■ REQUIREMENTS ■
Please write out the data between the lines holding "on the oven" and "[(442, 256)]", inclusive, leaving the requests and their format samples unchanged. In the answers, multiply each pixel coordinate by 0.55 and round to a whole number, with halves rounding up.

╭─ RECORDS PROVIDED

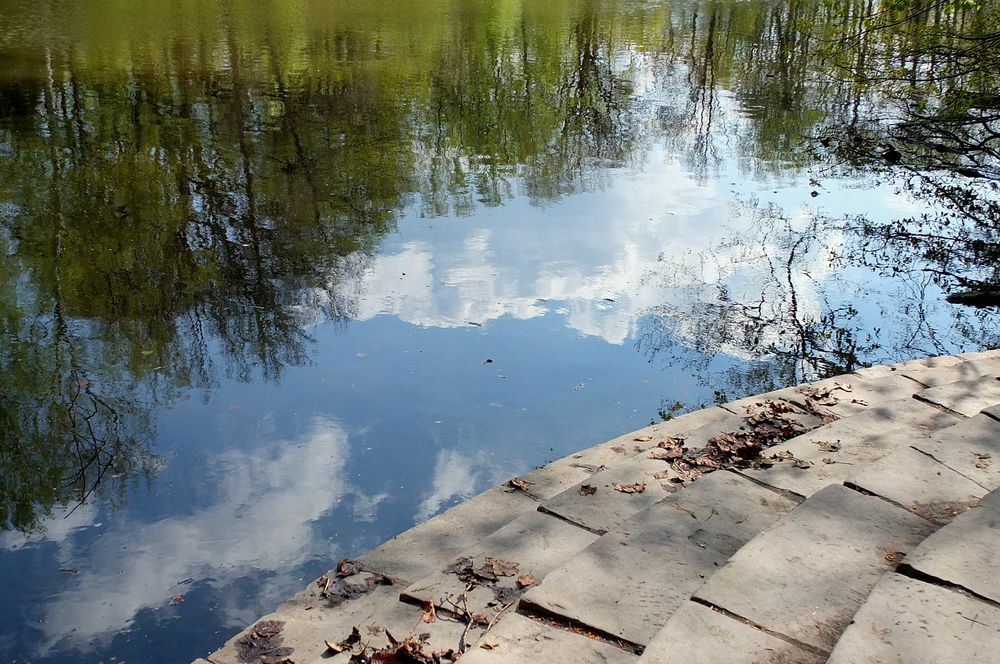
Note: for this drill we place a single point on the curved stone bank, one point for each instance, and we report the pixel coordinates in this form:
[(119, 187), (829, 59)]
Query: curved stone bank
[(868, 532)]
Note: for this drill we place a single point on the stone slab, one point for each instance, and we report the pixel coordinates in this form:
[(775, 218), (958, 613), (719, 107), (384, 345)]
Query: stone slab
[(862, 439), (979, 369), (863, 393), (940, 361), (970, 448), (309, 620), (420, 551), (604, 509), (698, 635), (536, 542), (567, 472), (739, 406), (640, 572), (967, 397), (982, 354), (607, 507), (965, 552), (909, 621), (517, 640), (920, 484), (805, 576)]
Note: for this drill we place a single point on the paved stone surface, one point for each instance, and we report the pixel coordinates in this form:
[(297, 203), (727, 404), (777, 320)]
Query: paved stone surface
[(520, 640), (970, 448), (962, 371), (859, 440), (641, 571), (967, 397), (863, 393), (698, 635), (965, 552), (918, 623), (941, 361), (920, 484), (806, 576), (420, 550), (309, 620), (607, 507), (536, 542), (792, 588), (554, 478)]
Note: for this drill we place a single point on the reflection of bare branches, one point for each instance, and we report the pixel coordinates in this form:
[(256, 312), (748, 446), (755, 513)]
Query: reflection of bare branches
[(96, 453)]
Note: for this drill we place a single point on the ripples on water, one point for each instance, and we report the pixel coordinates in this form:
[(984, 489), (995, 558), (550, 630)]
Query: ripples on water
[(280, 279)]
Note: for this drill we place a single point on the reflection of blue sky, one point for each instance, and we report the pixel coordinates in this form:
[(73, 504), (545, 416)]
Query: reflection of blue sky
[(258, 518), (652, 238), (398, 417)]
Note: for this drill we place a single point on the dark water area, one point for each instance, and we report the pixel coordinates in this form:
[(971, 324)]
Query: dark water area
[(281, 279)]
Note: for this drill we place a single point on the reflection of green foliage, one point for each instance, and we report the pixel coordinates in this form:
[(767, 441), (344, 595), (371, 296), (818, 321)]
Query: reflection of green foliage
[(179, 181)]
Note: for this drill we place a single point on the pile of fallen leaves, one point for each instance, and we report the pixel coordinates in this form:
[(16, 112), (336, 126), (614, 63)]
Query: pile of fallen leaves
[(488, 575), (410, 650), (338, 589), (767, 424), (263, 644)]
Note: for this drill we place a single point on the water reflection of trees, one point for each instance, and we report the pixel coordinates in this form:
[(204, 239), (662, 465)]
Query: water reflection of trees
[(195, 187), (933, 69), (200, 198)]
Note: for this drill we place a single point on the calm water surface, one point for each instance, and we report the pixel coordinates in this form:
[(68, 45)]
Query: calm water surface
[(280, 279)]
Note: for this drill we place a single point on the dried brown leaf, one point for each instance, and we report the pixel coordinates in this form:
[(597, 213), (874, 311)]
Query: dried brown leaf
[(429, 615), (517, 483), (347, 568), (666, 454), (502, 567)]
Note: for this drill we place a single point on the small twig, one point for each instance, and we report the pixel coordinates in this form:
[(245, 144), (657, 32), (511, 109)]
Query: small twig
[(468, 624), (497, 616)]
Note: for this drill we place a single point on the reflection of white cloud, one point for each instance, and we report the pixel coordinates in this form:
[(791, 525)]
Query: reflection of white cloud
[(513, 267), (260, 519), (61, 525), (457, 475)]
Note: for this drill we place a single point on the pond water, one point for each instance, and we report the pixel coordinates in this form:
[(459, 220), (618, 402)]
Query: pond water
[(280, 279)]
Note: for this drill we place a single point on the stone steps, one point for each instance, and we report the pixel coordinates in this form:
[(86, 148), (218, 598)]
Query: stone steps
[(943, 607), (774, 560), (789, 594)]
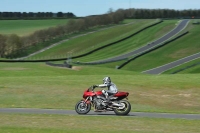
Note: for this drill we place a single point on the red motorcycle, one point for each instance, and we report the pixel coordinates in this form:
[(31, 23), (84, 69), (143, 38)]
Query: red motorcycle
[(98, 101)]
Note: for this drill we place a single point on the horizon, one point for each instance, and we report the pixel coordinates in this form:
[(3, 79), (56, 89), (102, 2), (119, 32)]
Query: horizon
[(91, 7)]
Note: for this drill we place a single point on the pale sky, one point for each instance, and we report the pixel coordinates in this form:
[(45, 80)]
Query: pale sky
[(92, 7)]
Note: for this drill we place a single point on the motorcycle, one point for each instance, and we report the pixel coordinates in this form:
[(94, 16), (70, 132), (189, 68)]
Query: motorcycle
[(98, 101)]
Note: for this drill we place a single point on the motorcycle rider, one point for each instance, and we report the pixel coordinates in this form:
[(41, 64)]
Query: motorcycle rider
[(112, 88)]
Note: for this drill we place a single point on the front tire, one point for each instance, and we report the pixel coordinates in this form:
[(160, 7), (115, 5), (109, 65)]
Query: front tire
[(82, 107), (125, 110)]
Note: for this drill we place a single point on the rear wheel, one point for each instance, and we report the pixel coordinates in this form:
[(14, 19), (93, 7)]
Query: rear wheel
[(125, 110), (82, 107)]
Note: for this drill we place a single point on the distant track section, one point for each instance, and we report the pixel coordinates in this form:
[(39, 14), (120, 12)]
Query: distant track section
[(82, 55), (161, 69), (167, 36)]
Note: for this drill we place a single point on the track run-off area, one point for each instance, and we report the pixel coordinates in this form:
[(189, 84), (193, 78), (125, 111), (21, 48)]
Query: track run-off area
[(92, 113)]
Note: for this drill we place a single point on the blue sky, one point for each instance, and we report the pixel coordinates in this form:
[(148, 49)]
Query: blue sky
[(92, 7)]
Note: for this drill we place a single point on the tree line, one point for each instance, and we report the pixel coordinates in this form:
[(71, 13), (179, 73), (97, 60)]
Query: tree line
[(161, 13), (14, 45), (32, 15)]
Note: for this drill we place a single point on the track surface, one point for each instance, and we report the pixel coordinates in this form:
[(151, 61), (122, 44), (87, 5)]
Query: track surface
[(92, 113), (160, 69), (170, 34)]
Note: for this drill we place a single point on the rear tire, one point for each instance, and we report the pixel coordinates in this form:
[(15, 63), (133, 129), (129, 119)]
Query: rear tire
[(125, 110), (82, 107)]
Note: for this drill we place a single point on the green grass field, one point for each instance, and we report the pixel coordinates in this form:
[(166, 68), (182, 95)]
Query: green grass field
[(93, 124), (36, 85), (26, 27)]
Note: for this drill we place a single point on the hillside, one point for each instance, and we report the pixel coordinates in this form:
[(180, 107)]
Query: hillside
[(26, 27)]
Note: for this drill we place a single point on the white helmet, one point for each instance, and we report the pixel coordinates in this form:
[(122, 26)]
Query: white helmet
[(106, 80)]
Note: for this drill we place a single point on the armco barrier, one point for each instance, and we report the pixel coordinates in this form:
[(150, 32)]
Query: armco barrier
[(59, 65), (90, 52), (187, 67), (149, 50)]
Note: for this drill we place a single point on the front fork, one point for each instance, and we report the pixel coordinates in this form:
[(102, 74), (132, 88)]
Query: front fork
[(87, 101)]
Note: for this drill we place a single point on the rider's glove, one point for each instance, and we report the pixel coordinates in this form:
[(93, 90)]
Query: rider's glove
[(95, 86)]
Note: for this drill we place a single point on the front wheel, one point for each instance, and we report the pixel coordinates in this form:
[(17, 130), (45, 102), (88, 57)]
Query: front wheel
[(125, 110), (82, 107)]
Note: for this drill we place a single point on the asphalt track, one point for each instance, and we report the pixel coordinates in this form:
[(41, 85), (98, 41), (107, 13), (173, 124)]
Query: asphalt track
[(161, 69), (92, 113), (164, 38)]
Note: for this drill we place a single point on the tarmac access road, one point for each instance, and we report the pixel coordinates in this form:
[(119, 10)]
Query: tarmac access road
[(161, 69), (92, 113), (182, 25)]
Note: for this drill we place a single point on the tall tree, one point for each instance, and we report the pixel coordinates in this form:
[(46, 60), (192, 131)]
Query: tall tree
[(2, 45)]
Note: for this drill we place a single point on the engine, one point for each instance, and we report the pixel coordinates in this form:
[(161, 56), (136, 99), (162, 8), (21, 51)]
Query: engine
[(99, 105)]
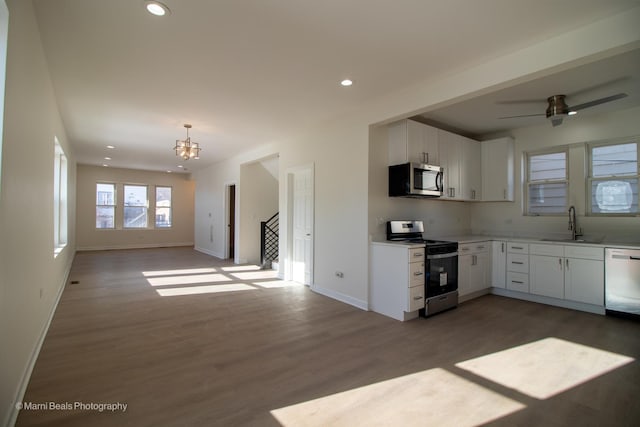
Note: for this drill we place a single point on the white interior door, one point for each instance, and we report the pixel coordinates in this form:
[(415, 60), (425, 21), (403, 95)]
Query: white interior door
[(302, 259)]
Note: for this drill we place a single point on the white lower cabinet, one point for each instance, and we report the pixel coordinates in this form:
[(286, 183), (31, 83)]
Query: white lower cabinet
[(473, 268), (555, 271), (397, 280), (498, 264)]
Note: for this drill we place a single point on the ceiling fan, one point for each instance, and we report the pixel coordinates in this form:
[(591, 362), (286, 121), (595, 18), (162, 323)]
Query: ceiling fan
[(557, 108)]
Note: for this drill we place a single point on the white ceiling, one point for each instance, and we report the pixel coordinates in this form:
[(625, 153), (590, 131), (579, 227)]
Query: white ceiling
[(251, 72)]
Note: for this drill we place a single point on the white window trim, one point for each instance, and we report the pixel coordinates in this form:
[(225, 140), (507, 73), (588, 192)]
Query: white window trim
[(559, 149), (60, 205), (589, 179), (114, 206), (155, 207)]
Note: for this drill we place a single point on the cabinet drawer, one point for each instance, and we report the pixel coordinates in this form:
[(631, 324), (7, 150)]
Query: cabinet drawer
[(518, 263), (548, 250), (473, 248), (416, 254), (416, 298), (518, 281), (416, 274), (518, 248), (584, 252)]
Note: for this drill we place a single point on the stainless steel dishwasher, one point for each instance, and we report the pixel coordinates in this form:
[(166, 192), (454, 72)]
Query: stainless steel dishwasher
[(622, 281)]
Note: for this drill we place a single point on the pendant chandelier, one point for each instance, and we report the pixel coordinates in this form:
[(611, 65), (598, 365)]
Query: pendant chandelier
[(187, 149)]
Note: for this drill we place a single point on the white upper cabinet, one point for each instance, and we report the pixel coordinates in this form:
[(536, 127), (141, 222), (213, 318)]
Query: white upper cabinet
[(411, 141), (450, 149), (471, 175), (497, 169)]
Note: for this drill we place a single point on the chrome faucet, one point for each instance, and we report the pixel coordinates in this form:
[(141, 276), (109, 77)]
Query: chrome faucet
[(573, 224)]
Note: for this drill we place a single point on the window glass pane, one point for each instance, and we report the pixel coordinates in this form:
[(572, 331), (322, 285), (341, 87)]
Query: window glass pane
[(105, 205), (106, 194), (610, 160), (163, 206), (547, 198), (105, 217), (614, 196), (547, 166), (135, 206)]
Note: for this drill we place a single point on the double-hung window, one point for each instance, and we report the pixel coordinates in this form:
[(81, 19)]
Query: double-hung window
[(135, 206), (105, 205), (59, 198), (613, 178), (163, 207), (547, 183)]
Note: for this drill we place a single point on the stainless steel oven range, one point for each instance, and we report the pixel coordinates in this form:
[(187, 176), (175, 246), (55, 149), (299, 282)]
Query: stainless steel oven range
[(441, 266)]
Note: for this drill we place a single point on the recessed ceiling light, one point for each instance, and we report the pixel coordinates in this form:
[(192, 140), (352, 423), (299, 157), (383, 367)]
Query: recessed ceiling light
[(156, 8)]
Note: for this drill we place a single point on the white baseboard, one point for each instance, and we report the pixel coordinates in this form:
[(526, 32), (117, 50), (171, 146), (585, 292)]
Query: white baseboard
[(549, 301), (362, 305), (133, 246), (26, 376), (209, 252)]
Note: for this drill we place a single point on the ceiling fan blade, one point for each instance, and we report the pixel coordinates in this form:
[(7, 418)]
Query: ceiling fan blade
[(524, 115), (598, 101), (521, 101), (556, 121)]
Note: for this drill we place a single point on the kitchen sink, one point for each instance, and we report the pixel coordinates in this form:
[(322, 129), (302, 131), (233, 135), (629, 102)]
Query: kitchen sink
[(572, 241)]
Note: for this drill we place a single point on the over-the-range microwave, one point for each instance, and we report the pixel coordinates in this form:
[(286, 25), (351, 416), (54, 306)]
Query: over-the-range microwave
[(415, 180)]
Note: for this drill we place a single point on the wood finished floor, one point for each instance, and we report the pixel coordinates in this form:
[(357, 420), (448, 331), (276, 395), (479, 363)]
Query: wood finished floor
[(232, 357)]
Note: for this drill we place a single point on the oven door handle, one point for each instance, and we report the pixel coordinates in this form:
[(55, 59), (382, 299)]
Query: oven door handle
[(442, 256)]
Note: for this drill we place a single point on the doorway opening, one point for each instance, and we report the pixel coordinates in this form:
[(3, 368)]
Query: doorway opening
[(231, 221)]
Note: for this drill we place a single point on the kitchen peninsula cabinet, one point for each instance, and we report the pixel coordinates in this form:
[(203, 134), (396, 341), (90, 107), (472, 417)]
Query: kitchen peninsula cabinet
[(574, 273), (473, 268), (397, 279), (412, 142)]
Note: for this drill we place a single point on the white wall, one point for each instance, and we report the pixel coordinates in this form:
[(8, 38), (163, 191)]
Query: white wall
[(506, 218), (182, 193), (258, 202), (31, 279)]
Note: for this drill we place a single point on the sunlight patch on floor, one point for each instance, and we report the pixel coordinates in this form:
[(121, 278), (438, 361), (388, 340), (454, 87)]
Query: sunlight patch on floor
[(544, 368), (188, 280), (256, 275), (241, 268), (178, 272), (433, 397), (276, 284), (208, 289)]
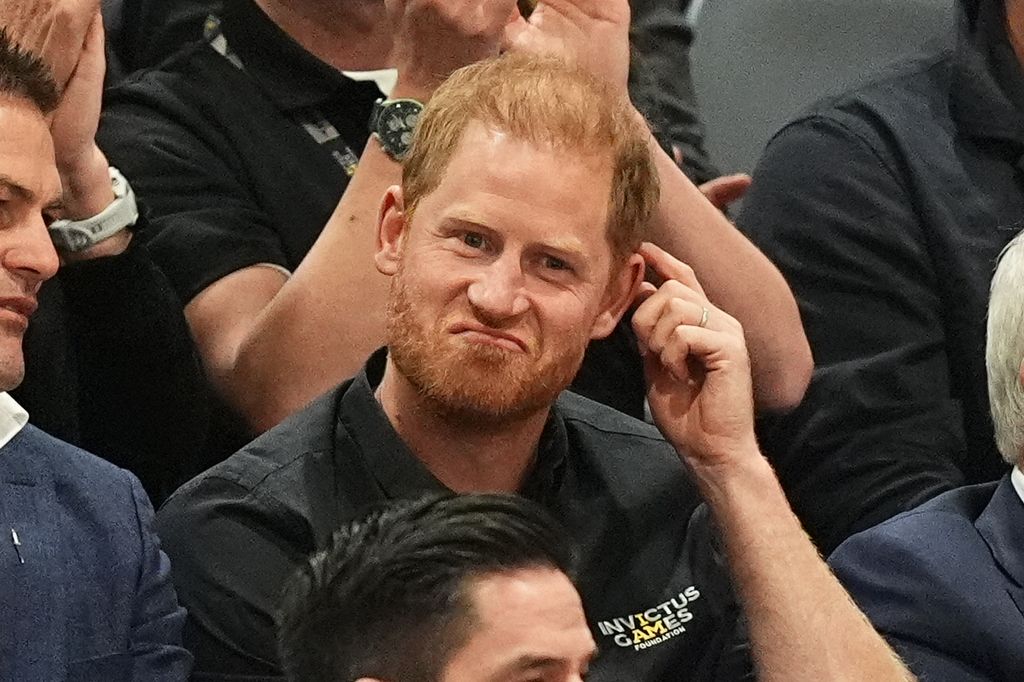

╰─

■ EXERCISE RESULT ■
Note: for this drill we place a single point on the oven door handle, one point for each instance, and we report the pixel coordinates in this form:
[(55, 59), (382, 299)]
Query: oven door handle
[(243, 141)]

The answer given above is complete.